▶ **Document passage**:
There are countless stories about how iconic fictional characters such as Tess D’Urberville
and Sherlock Holmes originally went by different names. Furthermore, Raymond Chandler
once said that book titles should conjure ‘a particular magic which impresses itself on the
memory.’ Cohen devotes a lot of time in the book to names, titles and their impact on
the reader. Do you think Cohen is correct in so directly attributing names and titles to the
success, or iconic status, of a novel or fictional character?
5.
American novelist John Cheever repeatedly insisted that ‘fiction is not cryptoautobiography’. Do you agree? How far is an author able to go beyond the influence of their
own life experience in writing fiction?
6.
Cohen, in the words of Ray Bradbury, author of Fahrenheit 451, writes that it is ‘better to
dance, make love, write a novel without too much regard for the textbooks.’ Is this advice
itself an indictment of How to Write Like Tolstoy? What do you think Cohen’s purposes were
in writing this book, if not to teach people how to write?
7.
Cohen suggests that when writing ‘one lets down a bucket into one’s subconscious and
draws up what is normally beyond reach.’ To what extent does the subconscious play a role
in forming elements of a novel such as characterisation and plot? What are the implications
of this, particularly with regard to the question of creativity and practical methods of
writing?
8.
Readers often talk about the formative power of literature. Cohen himself mentions how his
involvement in the lives of fictional characters has shaped his moral world. But does writing
fiction play a formative role in the lives of novelists, and if so, in what way?
9.
Cohen tells the story of how Malcolm Gladwell went on to congratulate a plagiarist for
adding value to what he first wrote. Many find this ‘added value’ argument persuasive when
it comes to writing fiction. Do you find the added value argument persuasive, and did this
chapter challenge your perspective on the idea of ‘originality’ in any way?
10. Cohen makes reference to the ‘ice chip in the heart’ which Graham Greene explains is a
trait which allows a novelist to borrow from loved ones’ lived experiences and personalities.
Greene thinks this is an essential trait of a good writer. Do you agree? Do you ‘possess such
a splinter,’ and if so, to what degree?

▶ **Entries provided**:
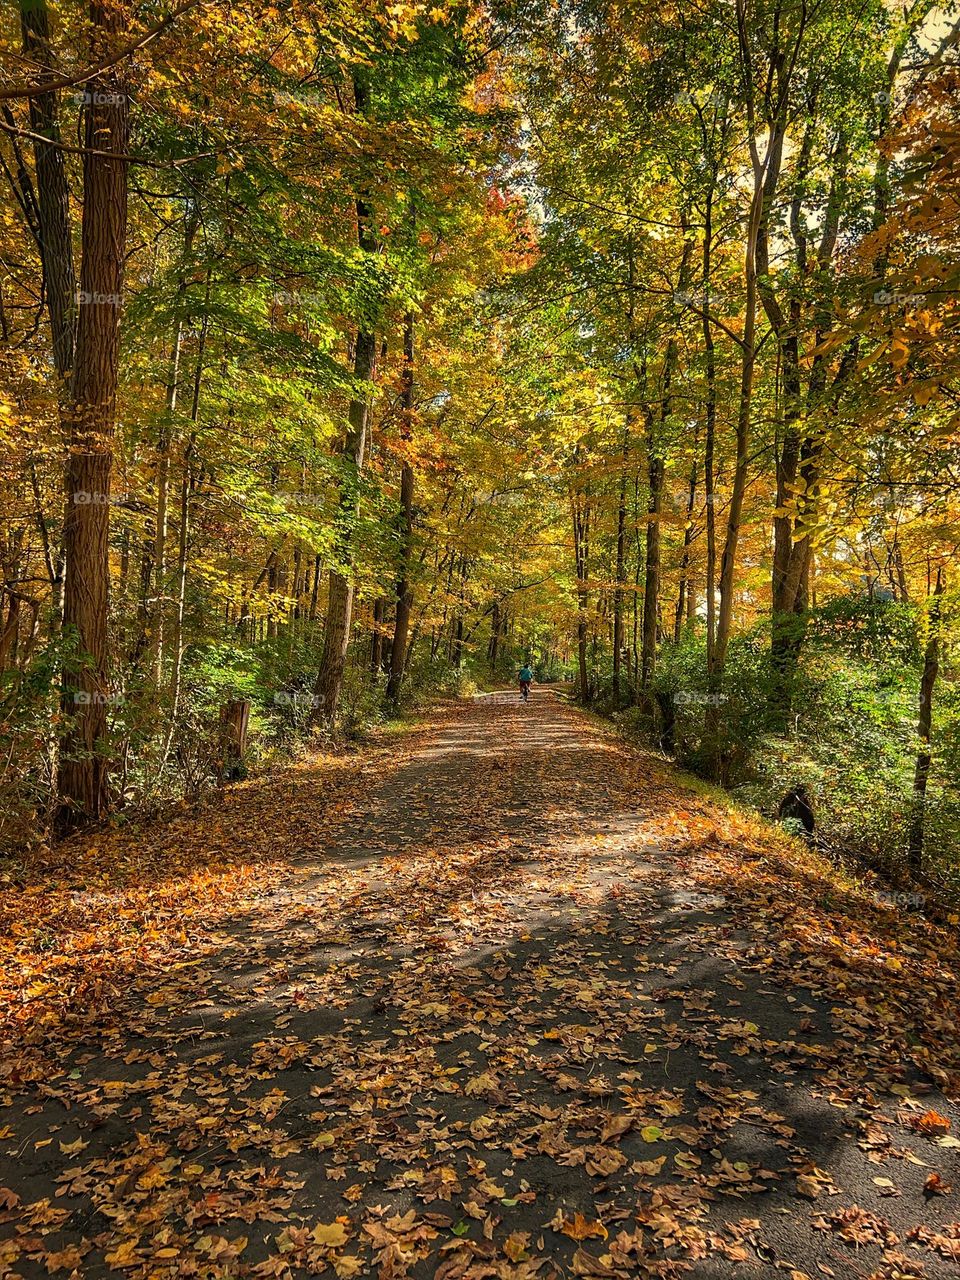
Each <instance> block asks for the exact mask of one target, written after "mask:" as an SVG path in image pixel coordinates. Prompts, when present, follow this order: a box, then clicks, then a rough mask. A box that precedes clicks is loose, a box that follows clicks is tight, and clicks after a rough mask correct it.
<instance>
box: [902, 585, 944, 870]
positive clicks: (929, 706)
mask: <svg viewBox="0 0 960 1280" xmlns="http://www.w3.org/2000/svg"><path fill="white" fill-rule="evenodd" d="M942 594H943V568H942V566H940V567H938V568H937V584H936V586H934V589H933V602H932V604H931V617H929V635H928V636H927V648H925V650H924V655H923V675H922V676H920V716H919V721H918V724H916V736H918V739H919V740H920V745H919V749H918V751H916V765H915V768H914V796H913V812H911V815H910V831H909V836H908V845H906V861H908V865H909V867H910V868H911V869H913V870H916V872H919V870H922V869H923V829H924V819H925V809H927V783H928V782H929V776H931V762H932V753H931V731H932V728H933V690H934V686H936V684H937V676H938V675H940V630H941V628H940V613H941V608H940V602H941V595H942Z"/></svg>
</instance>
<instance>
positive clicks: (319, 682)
mask: <svg viewBox="0 0 960 1280" xmlns="http://www.w3.org/2000/svg"><path fill="white" fill-rule="evenodd" d="M353 101H355V109H356V111H357V114H358V115H366V113H367V110H369V106H370V90H369V86H367V83H366V77H365V74H364V73H360V72H357V73H356V74H355V77H353ZM356 210H357V244H358V247H360V251H361V252H362V253H374V252H375V251H376V238H375V234H374V210H372V209H371V206H370V205H369V204H367V202H366V200H364V198H358V200H357V202H356ZM375 369H376V334H375V333H374V329H372V325H371V324H369V323H364V324H361V326H360V329H358V330H357V337H356V343H355V351H353V376H355V379H356V380H357V383H358V384H361V385H360V388H358V390H357V393H356V394H355V397H353V399H352V401H351V404H349V412H348V415H347V431H346V435H344V440H343V448H342V451H340V457H342V461H343V466H344V475H343V480H342V483H340V500H339V511H338V521H337V522H338V530H337V559H338V562H339V563H338V564H337V566H334V567H333V568H332V570H330V575H329V580H328V593H326V626H325V628H324V652H323V655H321V658H320V671H319V672H317V677H316V686H315V694H316V705H317V712H319V714H320V717H321V718H323V719H325V721H328V722H330V721H333V718H334V717H335V714H337V705H338V703H339V700H340V690H342V687H343V671H344V667H346V663H347V648H348V646H349V630H351V622H352V618H353V591H355V585H353V579H352V559H353V547H352V544H353V522H355V520H356V516H357V512H358V509H360V477H361V475H362V471H364V456H365V452H366V435H367V420H369V415H370V402H369V398H367V392H366V385H367V384H369V383H371V381H372V379H374V371H375Z"/></svg>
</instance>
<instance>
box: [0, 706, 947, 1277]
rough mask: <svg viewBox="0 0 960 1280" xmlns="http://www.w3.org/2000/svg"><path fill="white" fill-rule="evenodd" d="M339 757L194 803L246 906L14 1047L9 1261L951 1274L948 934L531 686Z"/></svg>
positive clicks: (160, 883)
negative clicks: (68, 1015)
mask: <svg viewBox="0 0 960 1280" xmlns="http://www.w3.org/2000/svg"><path fill="white" fill-rule="evenodd" d="M340 769H342V773H340V776H339V786H340V787H342V790H340V791H339V792H338V796H339V799H338V800H335V801H333V803H334V804H339V805H340V809H339V813H338V814H334V815H333V817H330V815H329V814H326V815H325V817H315V815H314V814H312V810H311V797H312V803H314V804H315V806H316V809H317V810H319V809H321V808H323V805H321V804H319V803H317V801H319V799H320V796H323V795H326V796H330V790H328V786H326V783H325V781H324V774H323V771H319V769H317V771H315V772H314V773H306V774H305V776H303V777H296V776H294V777H293V778H285V780H275V781H274V782H271V783H268V785H265V786H262V787H261V788H246V790H243V791H242V792H241V794H239V799H238V801H237V804H238V806H239V812H238V813H234V812H232V810H227V812H225V813H218V814H207V815H198V817H196V818H195V819H186V820H182V822H180V823H179V824H178V831H177V837H175V841H174V840H170V841H169V847H174V846H177V845H178V846H183V845H187V844H188V845H196V846H197V847H198V849H202V847H204V846H206V847H209V849H211V850H212V851H214V852H215V855H216V856H218V858H221V856H223V855H224V851H225V850H228V849H232V847H236V846H234V845H233V844H232V841H233V840H236V838H238V835H239V833H241V832H244V831H246V833H247V838H248V840H250V844H251V854H250V858H248V860H247V863H246V864H241V863H239V861H238V863H237V864H236V867H234V872H237V873H239V870H241V868H242V869H243V877H244V878H243V886H242V892H241V893H239V895H238V896H237V899H236V902H234V906H233V908H230V906H229V897H228V891H227V890H225V891H224V893H223V896H221V897H220V900H219V902H211V908H210V913H209V915H207V918H206V919H204V914H202V911H201V910H200V909H198V906H197V909H196V910H192V911H191V914H189V916H188V922H187V924H186V927H184V934H186V937H187V940H188V941H187V943H186V945H184V943H179V945H175V946H174V948H173V950H172V951H170V952H169V954H164V952H163V950H154V951H152V952H151V963H152V965H154V968H152V969H141V970H140V973H138V977H137V980H136V984H134V986H133V987H132V988H131V989H127V991H122V992H118V995H116V997H115V1000H114V1001H113V1002H111V1005H110V1007H109V1010H101V1011H100V1012H99V1014H97V1012H96V1011H95V1010H93V1009H92V1007H90V1006H87V1012H86V1014H84V1011H83V1010H82V1009H81V1007H79V1006H77V1007H76V1009H74V1010H73V1011H72V1014H70V1020H69V1023H68V1024H67V1027H65V1028H64V1027H63V1025H61V1027H54V1025H52V1024H50V1025H45V1024H44V1023H42V1021H36V1023H35V1024H33V1030H32V1033H31V1034H32V1044H31V1046H28V1047H27V1050H26V1052H24V1053H23V1055H22V1056H20V1057H19V1059H18V1057H17V1056H15V1055H14V1056H12V1057H9V1059H8V1066H6V1074H5V1078H4V1091H5V1092H4V1102H5V1106H4V1108H3V1111H0V1133H1V1134H3V1142H1V1147H0V1151H1V1155H0V1161H1V1162H0V1185H4V1187H5V1188H6V1190H4V1192H3V1193H0V1197H3V1199H1V1201H0V1203H3V1206H4V1210H3V1221H4V1235H5V1238H6V1240H8V1243H5V1244H4V1245H0V1248H3V1251H4V1252H3V1254H1V1257H3V1260H4V1265H5V1266H6V1267H8V1270H9V1274H12V1275H23V1276H32V1275H44V1274H63V1275H69V1274H72V1272H76V1274H78V1275H83V1276H88V1275H91V1276H93V1275H106V1274H120V1275H125V1276H131V1277H140V1276H142V1277H147V1276H151V1277H152V1276H210V1277H214V1276H218V1277H220V1276H221V1277H227V1276H247V1275H250V1276H279V1277H284V1276H301V1275H320V1274H325V1272H326V1274H335V1275H338V1276H353V1275H356V1276H367V1275H370V1276H384V1277H394V1276H404V1275H411V1276H439V1277H440V1280H451V1277H471V1280H480V1277H488V1276H490V1277H504V1280H522V1277H530V1276H539V1277H547V1280H549V1277H554V1276H561V1275H570V1274H572V1275H579V1276H608V1277H609V1276H613V1277H617V1276H637V1275H640V1276H681V1275H685V1274H690V1275H695V1276H712V1275H717V1276H724V1275H728V1274H733V1268H735V1267H737V1266H740V1265H742V1263H745V1262H749V1263H750V1265H751V1267H753V1268H754V1271H755V1274H760V1275H763V1274H769V1275H771V1276H773V1275H778V1274H786V1275H791V1276H792V1280H799V1277H801V1276H812V1277H813V1276H820V1275H827V1276H829V1275H835V1276H840V1277H846V1276H854V1275H858V1276H861V1275H863V1276H868V1275H869V1276H876V1277H890V1280H893V1277H899V1276H928V1277H940V1276H948V1275H952V1274H955V1268H956V1262H957V1258H960V1228H959V1226H957V1222H956V1219H957V1213H956V1192H955V1188H957V1189H960V1172H959V1170H957V1161H956V1152H957V1148H959V1147H960V1142H959V1140H957V1135H960V1112H959V1111H957V1107H956V1105H955V1100H956V1094H957V1087H956V1085H957V1068H959V1065H960V1044H959V1043H957V1020H956V1018H955V1016H954V1010H955V992H956V986H955V984H956V975H957V972H959V970H960V959H959V957H957V951H956V943H955V938H952V937H951V936H950V933H948V932H947V931H942V929H938V928H936V927H934V925H931V924H927V923H924V922H923V920H922V919H919V918H915V916H910V918H904V916H896V915H895V914H893V913H891V911H890V910H888V909H883V908H878V906H877V905H874V902H873V901H872V899H870V893H869V891H868V890H865V888H858V887H856V886H852V884H847V883H845V882H842V879H841V878H840V877H838V876H837V874H836V873H835V872H833V870H832V869H829V868H828V867H827V865H822V864H819V863H817V861H815V860H814V859H813V858H812V856H810V855H808V854H805V852H804V851H803V850H799V849H797V847H795V846H792V845H790V844H788V842H786V841H783V840H782V838H781V837H778V836H776V835H773V833H771V832H769V831H768V829H767V828H764V827H762V826H760V824H759V823H756V822H755V820H753V819H750V818H748V817H745V815H741V814H739V813H736V812H732V810H727V809H724V808H722V806H721V805H717V804H714V803H713V801H712V800H709V799H704V797H701V796H700V795H698V794H696V792H692V791H689V790H687V788H686V787H685V785H684V783H682V781H681V780H678V778H677V777H676V776H675V774H672V773H671V772H669V771H668V769H667V768H666V767H664V765H663V764H662V763H659V762H657V760H654V759H653V758H650V756H645V755H640V754H631V753H628V751H626V750H625V748H623V745H622V744H621V742H620V741H617V740H616V739H614V737H613V736H612V735H605V733H603V732H602V731H600V730H598V728H596V727H595V726H593V724H591V723H590V722H588V721H586V719H585V718H584V717H582V716H580V714H579V713H576V712H573V710H572V709H571V708H567V707H563V705H561V704H559V703H557V701H556V700H554V699H553V698H550V695H549V694H548V692H545V691H540V692H539V694H538V695H536V696H535V699H534V701H532V703H531V704H530V705H529V707H521V705H518V704H516V703H515V701H513V699H508V698H495V699H484V700H479V701H477V703H475V704H470V705H462V707H460V708H457V709H453V710H451V712H448V713H444V717H443V718H442V721H440V722H439V723H438V724H435V726H434V728H433V731H429V732H425V735H424V736H422V739H420V740H417V741H415V742H413V744H412V749H411V751H410V755H408V756H407V758H406V759H403V760H398V762H397V764H396V767H392V768H385V767H384V763H383V760H379V759H376V758H366V759H364V758H358V759H356V760H353V762H349V763H348V764H344V765H340ZM298 788H300V790H298ZM298 797H300V799H298ZM328 808H329V806H328ZM218 823H220V829H219V831H218ZM164 838H165V840H168V837H164ZM180 865H182V864H180ZM156 870H157V876H156V879H157V882H159V883H160V884H163V879H164V877H163V874H161V867H160V865H159V864H157V867H156ZM278 872H279V873H278ZM229 874H233V872H230V873H229ZM191 884H192V886H193V888H192V892H196V896H197V902H198V900H200V897H201V896H202V893H201V891H200V881H198V879H193V881H191ZM165 891H166V890H164V892H165ZM61 937H65V934H64V936H61ZM84 1016H86V1018H88V1019H90V1020H88V1023H87V1024H86V1025H84V1020H83V1019H84ZM64 1030H65V1032H67V1034H64ZM758 1268H759V1270H758Z"/></svg>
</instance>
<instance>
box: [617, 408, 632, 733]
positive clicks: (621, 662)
mask: <svg viewBox="0 0 960 1280" xmlns="http://www.w3.org/2000/svg"><path fill="white" fill-rule="evenodd" d="M628 456H630V411H628V410H627V413H626V420H625V422H623V445H622V449H621V458H620V494H618V498H617V568H616V575H617V576H616V584H617V585H616V590H614V593H613V701H614V704H616V705H617V707H620V684H621V666H622V660H623V581H625V570H626V532H627V458H628Z"/></svg>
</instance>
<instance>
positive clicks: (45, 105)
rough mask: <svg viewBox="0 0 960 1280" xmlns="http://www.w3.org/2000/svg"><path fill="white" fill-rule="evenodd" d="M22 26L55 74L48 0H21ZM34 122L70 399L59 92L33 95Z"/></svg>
mask: <svg viewBox="0 0 960 1280" xmlns="http://www.w3.org/2000/svg"><path fill="white" fill-rule="evenodd" d="M95 20H96V15H95ZM20 27H22V31H23V51H24V52H26V54H27V56H28V58H29V59H31V60H32V61H33V63H36V64H38V65H40V67H41V68H42V69H44V72H45V73H47V74H49V76H50V77H51V78H52V77H55V76H56V72H55V70H54V67H52V54H51V49H50V15H49V12H47V5H46V0H20ZM97 83H99V82H97ZM91 87H92V86H91ZM29 124H31V129H32V132H33V134H35V137H33V156H35V161H36V173H37V212H38V230H40V237H38V242H40V243H38V248H40V259H41V262H42V265H44V283H45V287H46V302H47V311H49V315H50V330H51V338H52V355H54V369H55V370H56V375H58V378H59V381H60V398H61V401H63V402H65V401H67V399H68V398H69V383H70V374H72V370H73V358H74V342H76V328H77V276H76V270H74V265H73V239H72V230H70V192H69V184H68V179H67V166H65V160H64V152H63V147H61V146H60V141H61V140H60V122H59V113H58V96H56V93H55V92H52V91H51V92H49V93H37V95H35V96H33V97H31V100H29Z"/></svg>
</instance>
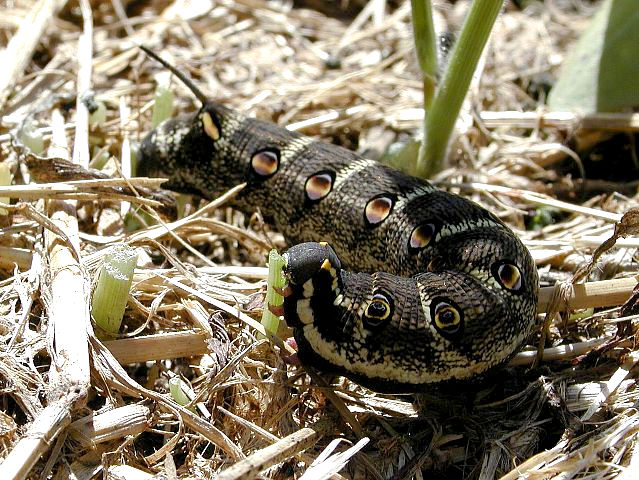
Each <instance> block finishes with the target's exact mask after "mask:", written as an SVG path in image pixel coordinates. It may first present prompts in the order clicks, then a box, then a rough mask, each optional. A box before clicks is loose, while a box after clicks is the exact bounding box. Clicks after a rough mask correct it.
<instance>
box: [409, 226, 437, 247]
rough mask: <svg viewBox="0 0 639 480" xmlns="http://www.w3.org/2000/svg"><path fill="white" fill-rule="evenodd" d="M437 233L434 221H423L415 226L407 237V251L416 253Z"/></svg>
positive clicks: (425, 244)
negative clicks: (408, 237)
mask: <svg viewBox="0 0 639 480" xmlns="http://www.w3.org/2000/svg"><path fill="white" fill-rule="evenodd" d="M436 233H437V227H436V226H435V224H434V223H424V224H422V225H418V226H417V227H415V228H414V229H413V231H412V233H411V234H410V237H409V239H408V251H409V252H410V253H418V252H419V251H421V250H423V249H424V248H426V247H427V246H428V245H429V244H430V242H431V241H432V239H433V238H435V234H436Z"/></svg>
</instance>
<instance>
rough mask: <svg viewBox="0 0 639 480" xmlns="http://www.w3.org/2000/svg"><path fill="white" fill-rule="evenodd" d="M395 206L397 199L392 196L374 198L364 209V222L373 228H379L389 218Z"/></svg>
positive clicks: (388, 194) (389, 195) (382, 196)
mask: <svg viewBox="0 0 639 480" xmlns="http://www.w3.org/2000/svg"><path fill="white" fill-rule="evenodd" d="M394 205H395V197H394V196H392V195H390V194H386V193H384V194H381V195H378V196H376V197H373V198H371V199H370V200H369V201H368V203H367V204H366V207H365V208H364V220H365V221H366V223H367V224H368V225H369V226H371V227H374V226H377V225H379V224H380V223H382V222H383V221H384V220H386V219H387V218H388V216H389V215H390V214H391V212H392V211H393V206H394Z"/></svg>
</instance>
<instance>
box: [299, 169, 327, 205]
mask: <svg viewBox="0 0 639 480" xmlns="http://www.w3.org/2000/svg"><path fill="white" fill-rule="evenodd" d="M334 181H335V172H330V171H328V170H325V171H321V172H317V173H315V174H313V175H311V176H310V177H308V178H307V179H306V183H305V184H304V193H306V198H307V199H308V200H309V201H311V202H318V201H320V200H322V199H323V198H325V197H326V196H327V195H328V194H329V193H331V190H332V189H333V182H334Z"/></svg>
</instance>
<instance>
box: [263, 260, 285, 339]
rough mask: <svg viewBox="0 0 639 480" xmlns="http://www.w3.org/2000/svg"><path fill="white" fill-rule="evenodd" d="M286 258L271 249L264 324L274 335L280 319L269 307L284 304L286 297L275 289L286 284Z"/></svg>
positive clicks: (267, 283) (279, 322) (271, 307)
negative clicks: (285, 259)
mask: <svg viewBox="0 0 639 480" xmlns="http://www.w3.org/2000/svg"><path fill="white" fill-rule="evenodd" d="M285 263H286V262H284V258H282V256H281V255H280V254H279V253H277V251H276V250H271V251H270V252H269V254H268V280H267V285H266V300H265V301H264V311H263V312H262V325H264V329H265V330H266V331H267V332H269V333H270V334H272V335H276V334H277V329H278V328H279V325H280V319H279V317H278V316H277V315H274V314H273V313H272V312H271V309H269V307H271V308H274V309H277V308H279V307H281V306H282V305H283V304H284V297H282V295H280V294H279V293H277V292H276V291H275V289H276V288H277V289H279V290H281V289H282V288H284V285H286V279H285V278H284V275H283V274H282V270H283V269H284V265H285Z"/></svg>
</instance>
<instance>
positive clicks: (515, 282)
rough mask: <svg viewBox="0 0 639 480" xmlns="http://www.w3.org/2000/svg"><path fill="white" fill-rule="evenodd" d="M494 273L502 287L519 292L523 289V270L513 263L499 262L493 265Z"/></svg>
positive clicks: (511, 290) (516, 291) (512, 290)
mask: <svg viewBox="0 0 639 480" xmlns="http://www.w3.org/2000/svg"><path fill="white" fill-rule="evenodd" d="M493 275H494V276H495V278H496V279H497V281H498V282H499V283H500V285H501V286H502V287H504V288H505V289H507V290H510V291H513V292H517V291H519V290H521V287H522V281H521V272H520V271H519V268H518V267H517V266H516V265H513V264H512V263H498V264H496V266H495V267H493Z"/></svg>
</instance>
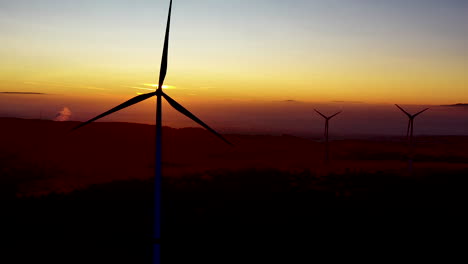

▶ **Exercises**:
A – Summarize the passage on How to Write Like Tolstoy in two sentences.
B – Transcribe part of the passage on How to Write Like Tolstoy word for word, beginning at the words "There are countless" and stopping after "in writing fiction?".

▶ **Solution list**:
A – The passage sets out numbered discussion prompts about Cohen's book How to Write Like Tolstoy, covering the impact of names and titles, how far fiction draws on an author's life, the role of the subconscious, and whether writing fiction shapes novelists. It draws on remarks by Raymond Chandler, John Cheever, Ray Bradbury, Malcolm Gladwell and Graham Greene, and asks readers about Cohen's purposes, the "added value" argument and originality, and the "ice chip in the heart."

B –
There are countless stories about how iconic fictional characters such as Tess D’Urberville
and Sherlock Holmes originally went by different names. Furthermore, Raymond Chandler
once said that book titles should conjure ‘a particular magic which impresses itself on the
memory.’ Cohen devotes a lot of time in the book to names, titles and their impact on
the reader. Do you think Cohen is correct in so directly attributing names and titles to the
success, or iconic status, of a novel or fictional character?
5.
American novelist John Cheever repeatedly insisted that ‘fiction is not cryptoautobiography’. Do you agree? How far is an author able to go beyond the influence of their
own life experience in writing fiction?